* begin RECORDS *
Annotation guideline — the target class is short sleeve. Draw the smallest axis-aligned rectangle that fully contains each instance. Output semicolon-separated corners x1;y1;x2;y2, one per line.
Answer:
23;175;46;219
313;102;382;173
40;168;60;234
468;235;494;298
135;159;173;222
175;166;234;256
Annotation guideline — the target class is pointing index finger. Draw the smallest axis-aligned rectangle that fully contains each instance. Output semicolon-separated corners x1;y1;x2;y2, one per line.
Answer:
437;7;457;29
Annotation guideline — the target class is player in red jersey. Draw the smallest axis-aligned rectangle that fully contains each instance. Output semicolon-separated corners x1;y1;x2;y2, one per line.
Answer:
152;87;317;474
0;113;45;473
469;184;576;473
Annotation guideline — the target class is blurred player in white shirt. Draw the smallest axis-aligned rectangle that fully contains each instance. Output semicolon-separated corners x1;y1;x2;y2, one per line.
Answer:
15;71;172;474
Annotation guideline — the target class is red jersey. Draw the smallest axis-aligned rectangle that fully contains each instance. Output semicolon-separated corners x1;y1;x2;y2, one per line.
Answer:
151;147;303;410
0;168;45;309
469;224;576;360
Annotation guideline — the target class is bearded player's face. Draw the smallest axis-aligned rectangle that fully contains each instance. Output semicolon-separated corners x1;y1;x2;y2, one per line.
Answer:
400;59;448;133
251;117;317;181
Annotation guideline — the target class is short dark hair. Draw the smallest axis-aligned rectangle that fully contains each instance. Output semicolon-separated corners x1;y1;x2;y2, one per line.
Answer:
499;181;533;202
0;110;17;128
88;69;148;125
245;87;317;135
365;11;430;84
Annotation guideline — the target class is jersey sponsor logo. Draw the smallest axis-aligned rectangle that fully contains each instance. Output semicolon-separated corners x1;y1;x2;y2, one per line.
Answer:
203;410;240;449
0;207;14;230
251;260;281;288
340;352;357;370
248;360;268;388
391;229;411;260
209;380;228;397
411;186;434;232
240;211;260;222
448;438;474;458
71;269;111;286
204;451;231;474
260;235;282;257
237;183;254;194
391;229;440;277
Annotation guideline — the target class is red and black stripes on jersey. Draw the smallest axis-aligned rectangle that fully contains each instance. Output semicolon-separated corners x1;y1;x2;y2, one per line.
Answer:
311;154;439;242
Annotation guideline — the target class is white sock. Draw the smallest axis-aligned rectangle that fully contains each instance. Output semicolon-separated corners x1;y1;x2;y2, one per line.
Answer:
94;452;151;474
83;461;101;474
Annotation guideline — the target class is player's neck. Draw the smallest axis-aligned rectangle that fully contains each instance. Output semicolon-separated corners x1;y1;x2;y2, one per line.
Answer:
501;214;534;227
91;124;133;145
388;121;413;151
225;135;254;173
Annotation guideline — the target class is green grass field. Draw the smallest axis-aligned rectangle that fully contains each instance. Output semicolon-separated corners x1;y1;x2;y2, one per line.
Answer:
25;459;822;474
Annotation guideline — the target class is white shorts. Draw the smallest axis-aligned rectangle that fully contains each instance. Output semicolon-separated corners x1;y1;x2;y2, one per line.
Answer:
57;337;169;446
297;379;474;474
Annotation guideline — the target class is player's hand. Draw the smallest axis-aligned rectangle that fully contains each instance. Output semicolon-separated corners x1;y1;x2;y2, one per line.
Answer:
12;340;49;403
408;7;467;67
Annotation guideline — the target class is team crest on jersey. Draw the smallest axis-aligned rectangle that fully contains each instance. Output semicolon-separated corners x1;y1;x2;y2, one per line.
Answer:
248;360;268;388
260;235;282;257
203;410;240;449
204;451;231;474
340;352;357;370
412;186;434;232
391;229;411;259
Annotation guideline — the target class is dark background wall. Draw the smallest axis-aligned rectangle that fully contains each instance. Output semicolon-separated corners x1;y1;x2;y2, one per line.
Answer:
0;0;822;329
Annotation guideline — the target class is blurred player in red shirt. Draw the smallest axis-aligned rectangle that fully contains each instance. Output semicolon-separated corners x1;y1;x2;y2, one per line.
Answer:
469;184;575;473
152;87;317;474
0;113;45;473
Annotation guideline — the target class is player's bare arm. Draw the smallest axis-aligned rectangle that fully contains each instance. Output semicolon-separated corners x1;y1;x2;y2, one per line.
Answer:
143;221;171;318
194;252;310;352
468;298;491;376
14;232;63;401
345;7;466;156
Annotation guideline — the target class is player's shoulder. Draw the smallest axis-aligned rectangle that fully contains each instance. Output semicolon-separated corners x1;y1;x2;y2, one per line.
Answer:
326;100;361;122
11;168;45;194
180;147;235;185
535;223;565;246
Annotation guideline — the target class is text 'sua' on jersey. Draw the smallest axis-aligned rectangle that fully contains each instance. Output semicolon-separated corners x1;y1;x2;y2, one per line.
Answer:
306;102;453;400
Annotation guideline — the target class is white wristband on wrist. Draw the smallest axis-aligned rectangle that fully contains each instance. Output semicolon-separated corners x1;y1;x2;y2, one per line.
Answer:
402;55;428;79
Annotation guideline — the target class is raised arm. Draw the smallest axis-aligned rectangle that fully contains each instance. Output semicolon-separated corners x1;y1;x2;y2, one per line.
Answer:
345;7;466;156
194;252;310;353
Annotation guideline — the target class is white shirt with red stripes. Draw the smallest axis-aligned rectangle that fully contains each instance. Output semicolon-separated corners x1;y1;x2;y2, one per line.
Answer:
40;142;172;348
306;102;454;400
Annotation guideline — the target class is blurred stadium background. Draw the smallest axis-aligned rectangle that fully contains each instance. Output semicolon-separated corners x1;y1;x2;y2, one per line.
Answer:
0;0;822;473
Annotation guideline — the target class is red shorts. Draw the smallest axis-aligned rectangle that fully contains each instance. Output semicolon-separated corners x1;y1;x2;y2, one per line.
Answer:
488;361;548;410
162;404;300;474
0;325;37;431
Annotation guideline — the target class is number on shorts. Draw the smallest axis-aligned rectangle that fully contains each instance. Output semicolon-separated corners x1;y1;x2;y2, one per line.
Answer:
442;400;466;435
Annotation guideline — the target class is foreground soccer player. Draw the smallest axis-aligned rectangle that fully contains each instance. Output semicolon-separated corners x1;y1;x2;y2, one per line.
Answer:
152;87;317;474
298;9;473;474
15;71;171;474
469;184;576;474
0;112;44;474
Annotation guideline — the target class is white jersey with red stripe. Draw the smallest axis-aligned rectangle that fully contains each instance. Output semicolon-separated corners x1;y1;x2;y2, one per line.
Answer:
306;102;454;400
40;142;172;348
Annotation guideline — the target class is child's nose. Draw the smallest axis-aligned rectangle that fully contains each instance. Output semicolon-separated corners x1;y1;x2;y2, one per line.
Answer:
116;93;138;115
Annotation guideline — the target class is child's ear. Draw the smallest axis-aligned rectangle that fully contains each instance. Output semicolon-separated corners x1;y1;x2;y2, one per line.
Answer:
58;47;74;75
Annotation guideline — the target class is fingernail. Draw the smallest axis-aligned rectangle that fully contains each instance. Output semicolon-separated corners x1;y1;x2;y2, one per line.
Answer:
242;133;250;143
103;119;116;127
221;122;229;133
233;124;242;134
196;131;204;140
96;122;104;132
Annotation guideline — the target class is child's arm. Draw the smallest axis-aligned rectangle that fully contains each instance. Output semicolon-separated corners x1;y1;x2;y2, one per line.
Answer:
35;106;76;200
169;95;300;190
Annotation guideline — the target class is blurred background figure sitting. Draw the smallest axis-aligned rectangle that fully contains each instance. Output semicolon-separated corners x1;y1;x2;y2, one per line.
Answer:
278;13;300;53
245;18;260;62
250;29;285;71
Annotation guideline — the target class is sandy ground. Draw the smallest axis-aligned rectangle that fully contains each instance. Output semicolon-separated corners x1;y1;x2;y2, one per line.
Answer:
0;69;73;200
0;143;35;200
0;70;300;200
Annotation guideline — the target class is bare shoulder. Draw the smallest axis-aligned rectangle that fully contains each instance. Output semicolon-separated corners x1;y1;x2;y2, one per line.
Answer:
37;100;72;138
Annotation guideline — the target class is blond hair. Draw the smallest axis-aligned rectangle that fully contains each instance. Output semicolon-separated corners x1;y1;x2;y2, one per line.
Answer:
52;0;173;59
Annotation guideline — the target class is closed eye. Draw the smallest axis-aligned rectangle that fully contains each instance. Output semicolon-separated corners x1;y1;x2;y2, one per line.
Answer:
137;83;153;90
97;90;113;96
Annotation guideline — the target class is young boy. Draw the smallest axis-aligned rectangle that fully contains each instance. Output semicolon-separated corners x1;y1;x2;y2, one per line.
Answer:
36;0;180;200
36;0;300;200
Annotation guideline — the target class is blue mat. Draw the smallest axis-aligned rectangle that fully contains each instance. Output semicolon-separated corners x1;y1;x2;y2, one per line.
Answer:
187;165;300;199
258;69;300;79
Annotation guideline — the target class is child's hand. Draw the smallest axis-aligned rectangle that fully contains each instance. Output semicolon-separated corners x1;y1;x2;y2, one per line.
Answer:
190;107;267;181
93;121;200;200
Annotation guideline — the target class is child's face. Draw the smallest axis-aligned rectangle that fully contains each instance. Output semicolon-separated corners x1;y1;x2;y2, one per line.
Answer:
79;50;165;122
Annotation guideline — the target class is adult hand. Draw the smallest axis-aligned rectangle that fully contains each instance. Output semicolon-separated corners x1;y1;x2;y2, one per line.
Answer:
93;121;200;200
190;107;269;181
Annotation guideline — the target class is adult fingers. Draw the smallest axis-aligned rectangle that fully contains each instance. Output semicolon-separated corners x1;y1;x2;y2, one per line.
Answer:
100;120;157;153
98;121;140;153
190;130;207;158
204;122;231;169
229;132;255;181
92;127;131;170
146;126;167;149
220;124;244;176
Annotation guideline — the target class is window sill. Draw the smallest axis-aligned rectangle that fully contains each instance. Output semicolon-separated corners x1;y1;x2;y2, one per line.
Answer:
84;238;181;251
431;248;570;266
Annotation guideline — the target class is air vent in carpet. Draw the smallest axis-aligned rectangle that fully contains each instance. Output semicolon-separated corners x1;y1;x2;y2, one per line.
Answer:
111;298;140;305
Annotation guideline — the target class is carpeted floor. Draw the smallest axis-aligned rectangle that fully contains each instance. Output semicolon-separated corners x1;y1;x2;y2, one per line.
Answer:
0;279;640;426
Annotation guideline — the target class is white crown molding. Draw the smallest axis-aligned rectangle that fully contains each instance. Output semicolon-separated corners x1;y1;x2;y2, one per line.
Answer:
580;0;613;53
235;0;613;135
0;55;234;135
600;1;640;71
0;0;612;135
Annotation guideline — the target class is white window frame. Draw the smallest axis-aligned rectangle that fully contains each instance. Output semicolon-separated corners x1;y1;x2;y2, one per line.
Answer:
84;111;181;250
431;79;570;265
* end RECORDS *
◆ **STATED PROBLEM**:
Take the lines starting with the one that contains "Annotation guideline — the target class is red shorts." and going on through the one that contains "0;325;37;431", and write them out again with "red shorts" renamed to "maroon shorts". Leave everything else in those lines unchanged.

◆ **THE OUTPUT**:
Annotation guideline — the target class is maroon shorts. Draw the smallest axis-aligned rectangle that fully contains each instance. Output semicolon-separated corners x1;y1;x2;y2, one per line.
Answer:
488;361;548;410
162;404;300;474
0;325;37;431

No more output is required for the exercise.